* _Task item_: Which lines in the records below mention the word "mirror"? Copy each one out.

═══ Input

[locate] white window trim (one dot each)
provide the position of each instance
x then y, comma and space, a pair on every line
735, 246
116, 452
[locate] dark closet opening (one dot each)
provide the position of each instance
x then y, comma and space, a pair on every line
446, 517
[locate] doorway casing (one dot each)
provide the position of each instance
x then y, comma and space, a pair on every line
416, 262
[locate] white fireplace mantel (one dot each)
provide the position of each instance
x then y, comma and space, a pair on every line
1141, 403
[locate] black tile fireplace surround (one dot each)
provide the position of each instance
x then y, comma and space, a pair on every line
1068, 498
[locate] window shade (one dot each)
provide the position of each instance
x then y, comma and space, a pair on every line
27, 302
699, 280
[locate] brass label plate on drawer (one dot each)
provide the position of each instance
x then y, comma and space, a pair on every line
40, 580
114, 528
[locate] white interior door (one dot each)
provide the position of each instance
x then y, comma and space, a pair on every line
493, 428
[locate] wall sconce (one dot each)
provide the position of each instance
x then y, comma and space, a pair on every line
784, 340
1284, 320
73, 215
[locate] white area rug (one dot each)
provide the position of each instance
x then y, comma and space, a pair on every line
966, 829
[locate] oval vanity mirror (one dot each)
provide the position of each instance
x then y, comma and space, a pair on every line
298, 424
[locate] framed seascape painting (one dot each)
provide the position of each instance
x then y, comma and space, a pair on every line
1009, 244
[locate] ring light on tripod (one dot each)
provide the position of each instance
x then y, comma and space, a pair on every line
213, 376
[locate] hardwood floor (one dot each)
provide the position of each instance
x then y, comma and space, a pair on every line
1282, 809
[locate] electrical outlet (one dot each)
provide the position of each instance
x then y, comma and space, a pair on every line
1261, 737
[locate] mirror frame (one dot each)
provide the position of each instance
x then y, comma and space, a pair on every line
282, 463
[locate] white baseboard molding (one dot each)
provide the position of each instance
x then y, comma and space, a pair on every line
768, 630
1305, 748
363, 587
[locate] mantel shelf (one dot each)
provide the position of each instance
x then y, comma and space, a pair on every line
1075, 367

══════

* _Solution for this exercise_:
[locate] oval vanity mirror (one dot each)
[locate] mirror frame (one dot each)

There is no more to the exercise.